- [BRIEF] Only the lines from the one containing "Exercise. Tag the fish snout" to the end of the records should be given again, word for word and in full.

****************************************

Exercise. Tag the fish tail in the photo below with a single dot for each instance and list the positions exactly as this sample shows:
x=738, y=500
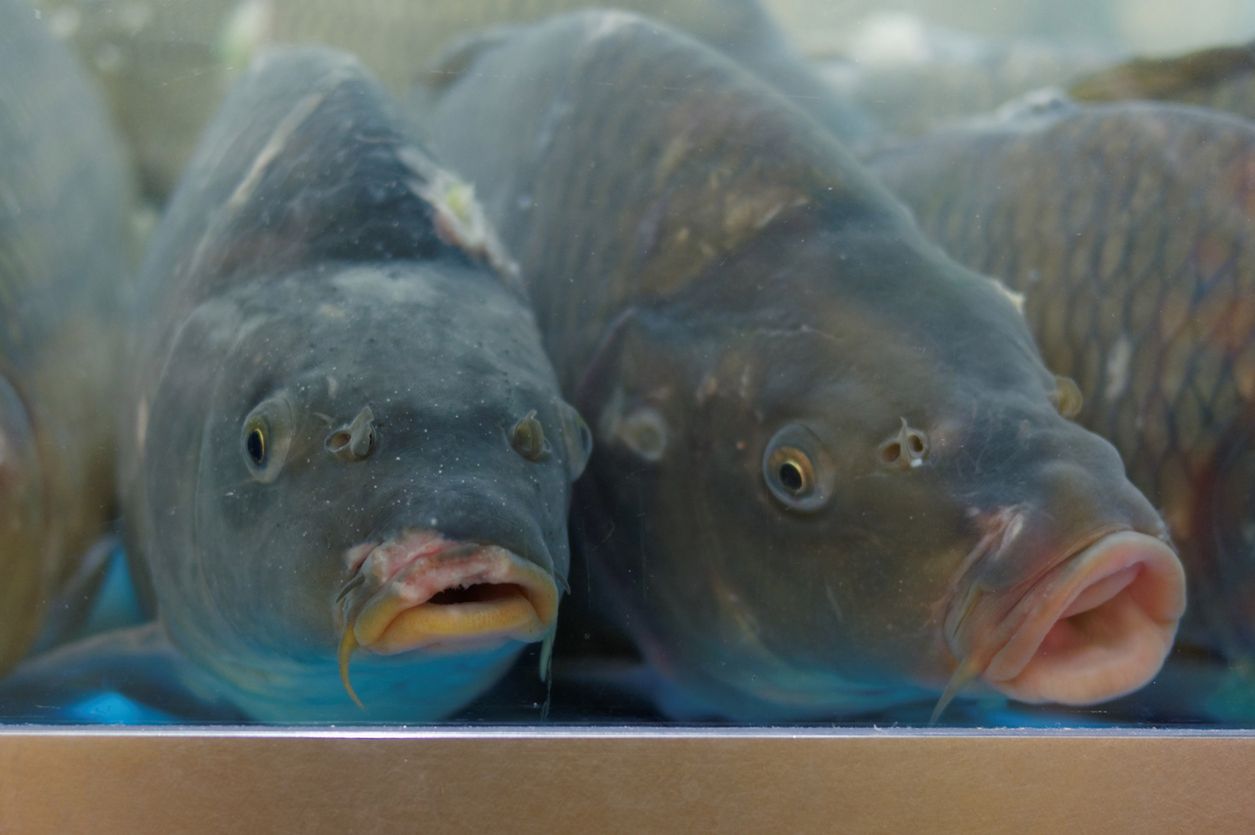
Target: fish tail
x=347, y=646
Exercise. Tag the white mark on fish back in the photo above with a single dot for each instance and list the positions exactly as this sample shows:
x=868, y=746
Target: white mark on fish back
x=1117, y=367
x=249, y=28
x=378, y=285
x=608, y=23
x=1017, y=299
x=274, y=147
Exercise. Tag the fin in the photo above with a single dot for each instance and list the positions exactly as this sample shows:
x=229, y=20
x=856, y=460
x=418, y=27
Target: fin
x=1167, y=78
x=132, y=676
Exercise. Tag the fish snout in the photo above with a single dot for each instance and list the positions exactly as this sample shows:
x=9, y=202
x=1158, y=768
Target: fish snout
x=423, y=590
x=1091, y=629
x=1072, y=597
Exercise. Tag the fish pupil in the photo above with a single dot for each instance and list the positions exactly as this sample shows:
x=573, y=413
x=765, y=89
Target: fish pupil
x=256, y=446
x=791, y=477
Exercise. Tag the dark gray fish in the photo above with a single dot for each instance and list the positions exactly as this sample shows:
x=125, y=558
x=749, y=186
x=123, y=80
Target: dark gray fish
x=65, y=250
x=166, y=64
x=347, y=443
x=1131, y=231
x=1220, y=78
x=831, y=474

****************************************

- [RESPONSE AREA]
Exercise. Tag the fish snout in the photo above with a single dot for each instance and list the positions exactly as this sample shows:
x=9, y=202
x=1158, y=768
Target: fish snout
x=423, y=590
x=1091, y=629
x=1072, y=597
Exercise. Tag the fish pupil in the photo above with a single dot for each instance and list the positions exactly as this sample shows:
x=573, y=413
x=765, y=89
Target: fish pupil
x=256, y=446
x=791, y=477
Exercise. Tag the dark gray fish in the photo above with a single dot for each instance and list the positions exactly as this sample shows:
x=125, y=558
x=749, y=186
x=123, y=80
Target: dark gray fish
x=65, y=250
x=166, y=64
x=347, y=443
x=1131, y=231
x=1220, y=78
x=831, y=474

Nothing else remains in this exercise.